%%

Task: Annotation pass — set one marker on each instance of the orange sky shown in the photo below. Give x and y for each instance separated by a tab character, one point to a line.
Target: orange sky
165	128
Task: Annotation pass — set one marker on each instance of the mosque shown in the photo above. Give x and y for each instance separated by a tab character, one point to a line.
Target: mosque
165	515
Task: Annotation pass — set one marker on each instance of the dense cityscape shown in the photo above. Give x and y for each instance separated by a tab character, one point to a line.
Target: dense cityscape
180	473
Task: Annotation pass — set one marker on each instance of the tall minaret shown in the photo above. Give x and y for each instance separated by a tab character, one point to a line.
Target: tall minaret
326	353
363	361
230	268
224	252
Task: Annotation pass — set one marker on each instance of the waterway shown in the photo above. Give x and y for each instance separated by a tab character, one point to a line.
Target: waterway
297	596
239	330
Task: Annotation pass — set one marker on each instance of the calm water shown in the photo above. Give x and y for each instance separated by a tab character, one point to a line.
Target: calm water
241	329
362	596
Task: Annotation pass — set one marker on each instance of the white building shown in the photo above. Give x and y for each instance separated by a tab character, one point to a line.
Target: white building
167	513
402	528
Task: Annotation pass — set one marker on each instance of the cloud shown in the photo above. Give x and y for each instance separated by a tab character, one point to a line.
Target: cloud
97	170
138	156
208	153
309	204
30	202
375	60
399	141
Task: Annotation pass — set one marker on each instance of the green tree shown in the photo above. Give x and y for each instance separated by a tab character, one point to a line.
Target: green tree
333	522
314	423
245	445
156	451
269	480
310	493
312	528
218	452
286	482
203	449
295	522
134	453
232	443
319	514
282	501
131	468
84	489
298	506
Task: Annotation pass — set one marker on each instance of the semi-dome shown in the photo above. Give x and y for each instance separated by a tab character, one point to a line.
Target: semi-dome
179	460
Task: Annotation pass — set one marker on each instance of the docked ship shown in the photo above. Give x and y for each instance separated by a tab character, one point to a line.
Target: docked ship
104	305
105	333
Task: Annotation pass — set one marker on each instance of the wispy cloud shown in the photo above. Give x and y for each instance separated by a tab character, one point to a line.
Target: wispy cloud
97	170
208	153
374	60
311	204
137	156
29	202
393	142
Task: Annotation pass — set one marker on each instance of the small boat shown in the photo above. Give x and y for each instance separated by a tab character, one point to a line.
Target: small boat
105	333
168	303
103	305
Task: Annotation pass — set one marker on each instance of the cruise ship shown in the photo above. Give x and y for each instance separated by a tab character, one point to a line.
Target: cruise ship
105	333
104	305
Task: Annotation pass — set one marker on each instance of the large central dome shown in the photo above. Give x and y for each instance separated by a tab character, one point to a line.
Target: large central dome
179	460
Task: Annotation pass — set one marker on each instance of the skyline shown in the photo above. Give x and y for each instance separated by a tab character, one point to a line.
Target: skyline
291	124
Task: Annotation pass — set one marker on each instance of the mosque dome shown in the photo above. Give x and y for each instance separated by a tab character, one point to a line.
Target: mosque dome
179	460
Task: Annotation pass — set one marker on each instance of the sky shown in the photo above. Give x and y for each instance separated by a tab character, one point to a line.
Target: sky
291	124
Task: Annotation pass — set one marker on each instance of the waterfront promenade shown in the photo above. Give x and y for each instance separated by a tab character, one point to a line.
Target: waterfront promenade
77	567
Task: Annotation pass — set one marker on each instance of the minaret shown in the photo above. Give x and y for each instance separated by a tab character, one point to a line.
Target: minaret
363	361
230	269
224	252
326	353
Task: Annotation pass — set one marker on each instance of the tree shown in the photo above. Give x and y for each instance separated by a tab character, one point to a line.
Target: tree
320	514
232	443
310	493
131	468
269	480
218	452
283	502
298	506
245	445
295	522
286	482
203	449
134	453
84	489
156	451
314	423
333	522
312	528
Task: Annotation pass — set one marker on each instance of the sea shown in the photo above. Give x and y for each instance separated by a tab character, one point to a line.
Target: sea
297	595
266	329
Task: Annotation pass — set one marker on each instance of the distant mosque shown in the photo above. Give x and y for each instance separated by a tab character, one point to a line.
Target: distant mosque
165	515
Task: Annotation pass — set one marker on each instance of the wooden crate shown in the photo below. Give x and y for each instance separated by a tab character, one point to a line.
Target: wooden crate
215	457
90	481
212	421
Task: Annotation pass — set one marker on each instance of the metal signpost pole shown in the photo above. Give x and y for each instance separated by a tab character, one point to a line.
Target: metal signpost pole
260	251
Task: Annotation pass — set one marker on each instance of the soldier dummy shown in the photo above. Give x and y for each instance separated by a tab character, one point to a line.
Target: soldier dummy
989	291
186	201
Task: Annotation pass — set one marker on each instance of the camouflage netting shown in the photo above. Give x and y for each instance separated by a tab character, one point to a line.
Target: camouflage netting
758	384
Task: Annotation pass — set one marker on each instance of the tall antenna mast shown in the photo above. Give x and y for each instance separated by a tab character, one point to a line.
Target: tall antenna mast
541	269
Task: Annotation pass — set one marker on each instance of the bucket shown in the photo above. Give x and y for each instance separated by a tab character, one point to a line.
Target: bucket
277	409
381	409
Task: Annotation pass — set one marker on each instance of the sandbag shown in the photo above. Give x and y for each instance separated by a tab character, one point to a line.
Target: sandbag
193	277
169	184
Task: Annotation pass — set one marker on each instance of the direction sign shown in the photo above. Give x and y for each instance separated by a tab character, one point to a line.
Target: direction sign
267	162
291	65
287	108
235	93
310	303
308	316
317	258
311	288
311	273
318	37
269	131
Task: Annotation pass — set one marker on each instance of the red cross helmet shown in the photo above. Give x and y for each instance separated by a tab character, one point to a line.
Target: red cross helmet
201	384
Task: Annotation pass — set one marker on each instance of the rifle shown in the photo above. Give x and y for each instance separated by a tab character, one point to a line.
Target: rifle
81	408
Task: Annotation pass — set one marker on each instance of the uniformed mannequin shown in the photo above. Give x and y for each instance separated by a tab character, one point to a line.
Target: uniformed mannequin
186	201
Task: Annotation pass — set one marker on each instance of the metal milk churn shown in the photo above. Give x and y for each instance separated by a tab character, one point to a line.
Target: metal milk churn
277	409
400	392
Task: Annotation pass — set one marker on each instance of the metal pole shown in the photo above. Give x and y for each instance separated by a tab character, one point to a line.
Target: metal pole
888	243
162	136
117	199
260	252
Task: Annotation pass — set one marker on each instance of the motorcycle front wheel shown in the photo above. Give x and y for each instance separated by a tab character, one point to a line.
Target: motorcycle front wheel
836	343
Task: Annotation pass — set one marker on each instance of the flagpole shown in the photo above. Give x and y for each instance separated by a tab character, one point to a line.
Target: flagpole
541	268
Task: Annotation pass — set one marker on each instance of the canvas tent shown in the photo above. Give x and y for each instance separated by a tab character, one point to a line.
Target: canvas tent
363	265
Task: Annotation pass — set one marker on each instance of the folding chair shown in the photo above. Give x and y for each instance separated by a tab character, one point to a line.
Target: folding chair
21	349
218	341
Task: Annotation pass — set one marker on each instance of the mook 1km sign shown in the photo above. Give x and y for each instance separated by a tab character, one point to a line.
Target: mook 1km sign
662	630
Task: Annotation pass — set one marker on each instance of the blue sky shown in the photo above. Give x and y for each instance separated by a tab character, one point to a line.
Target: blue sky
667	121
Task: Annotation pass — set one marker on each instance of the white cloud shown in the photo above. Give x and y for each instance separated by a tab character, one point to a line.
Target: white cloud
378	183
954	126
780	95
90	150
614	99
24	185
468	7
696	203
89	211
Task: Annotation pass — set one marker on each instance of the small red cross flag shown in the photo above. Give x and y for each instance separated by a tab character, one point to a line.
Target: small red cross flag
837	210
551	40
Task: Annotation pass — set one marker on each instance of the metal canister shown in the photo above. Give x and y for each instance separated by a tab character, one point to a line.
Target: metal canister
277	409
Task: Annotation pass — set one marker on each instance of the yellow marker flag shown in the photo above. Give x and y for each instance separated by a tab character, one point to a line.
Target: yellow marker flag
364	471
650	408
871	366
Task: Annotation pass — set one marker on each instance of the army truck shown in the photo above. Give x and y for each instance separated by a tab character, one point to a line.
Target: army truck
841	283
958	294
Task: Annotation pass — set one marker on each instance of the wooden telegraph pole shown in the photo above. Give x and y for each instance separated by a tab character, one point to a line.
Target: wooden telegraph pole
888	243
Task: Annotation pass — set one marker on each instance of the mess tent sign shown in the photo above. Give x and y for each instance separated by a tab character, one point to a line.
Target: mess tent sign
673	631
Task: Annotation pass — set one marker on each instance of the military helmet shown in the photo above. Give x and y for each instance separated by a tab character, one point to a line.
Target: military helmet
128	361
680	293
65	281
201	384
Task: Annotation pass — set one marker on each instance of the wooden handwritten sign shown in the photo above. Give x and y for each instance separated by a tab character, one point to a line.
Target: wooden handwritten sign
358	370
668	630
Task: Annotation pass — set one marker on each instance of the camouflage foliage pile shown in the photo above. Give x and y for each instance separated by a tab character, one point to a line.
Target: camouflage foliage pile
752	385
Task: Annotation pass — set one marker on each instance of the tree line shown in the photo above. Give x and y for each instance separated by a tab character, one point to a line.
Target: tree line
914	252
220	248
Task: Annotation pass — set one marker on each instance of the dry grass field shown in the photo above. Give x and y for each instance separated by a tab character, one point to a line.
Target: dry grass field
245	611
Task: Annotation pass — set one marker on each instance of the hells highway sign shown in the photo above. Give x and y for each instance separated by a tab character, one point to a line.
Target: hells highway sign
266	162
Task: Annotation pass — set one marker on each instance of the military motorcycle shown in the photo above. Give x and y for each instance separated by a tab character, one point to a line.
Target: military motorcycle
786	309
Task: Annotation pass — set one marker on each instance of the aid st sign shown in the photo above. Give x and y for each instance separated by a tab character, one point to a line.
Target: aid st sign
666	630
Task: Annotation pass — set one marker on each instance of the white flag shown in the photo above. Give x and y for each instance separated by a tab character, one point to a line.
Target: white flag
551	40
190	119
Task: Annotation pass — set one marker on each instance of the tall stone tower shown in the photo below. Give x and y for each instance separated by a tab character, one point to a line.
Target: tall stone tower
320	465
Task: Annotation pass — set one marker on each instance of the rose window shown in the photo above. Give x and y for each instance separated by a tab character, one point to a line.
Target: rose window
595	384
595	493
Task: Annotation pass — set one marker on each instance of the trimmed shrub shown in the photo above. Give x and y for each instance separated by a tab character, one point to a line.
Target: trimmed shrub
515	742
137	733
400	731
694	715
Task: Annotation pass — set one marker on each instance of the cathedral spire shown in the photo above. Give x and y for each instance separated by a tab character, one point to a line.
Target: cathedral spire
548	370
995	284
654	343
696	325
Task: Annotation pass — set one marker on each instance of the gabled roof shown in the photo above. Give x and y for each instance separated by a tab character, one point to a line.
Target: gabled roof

%%

Problem details:
Only the lines above from the one with "Target: rifle" up to and including the one with "the white cloud" should be repeated, exactly as written.

Solution to this problem:
Target: rifle
81	408
Task: Annotation pass — set one marker on each instance of the uniformed mannequin shown in the photo above. Give x and y for each instance separated by a tab character, one point to a line.
Target: uniformed mannequin
186	201
Task: Annotation pass — set one marker on each instance of the metal milk churn shown in the photo above. Give x and y for each instance separated by a tab character, one point to a line.
Target: metal milk churn
277	409
400	392
Task: Annotation pass — set one marker on each instance of the metal pole shown in the photo above. Give x and y for each instance separated by a tab character, one point to a line.
Target: metal pole
888	243
162	136
117	199
260	252
Task: Annotation pass — set one marker on each instance of the motorcycle front wheel shown in the photo above. Give x and y for each instance separated by a tab character, one point to a line.
Target: motorcycle front wheel
836	343
Task: Annotation pass — set one marker on each instance of the flagpole shown in the photo above. Give x and y for each instance separated by a tab character, one point to a line.
Target: flagpole
541	268
Task: Annotation pass — set one marker on each instance of the canvas tent shown in the photo above. Give x and y for each instance separated by a tab character, one point to a line.
Target: canvas tent
363	265
Task: Annotation pass — set one marker on each instance of the folding chair shown in the photo above. Give x and y for each instance separated by a tab character, one point to a line.
Target: folding chair
21	349
218	341
Task: Annotation pass — set one marker on each instance of the mook 1km sign shown in the photo above. Give x and y for each instance separated by a tab character, one point to a line.
Target: mook 1km sign
662	630
Task: Annotation pass — set one marker on each instance of the blue sky shown in the photo above. Give x and y for each instance separated by a tab character, one point to a line.
Target: blue sky
667	121
Task: Annotation pass — set one marker on each instance of the white cloud shown in the photo above. Give x and y for each instance separated by a tab character, one point to a line.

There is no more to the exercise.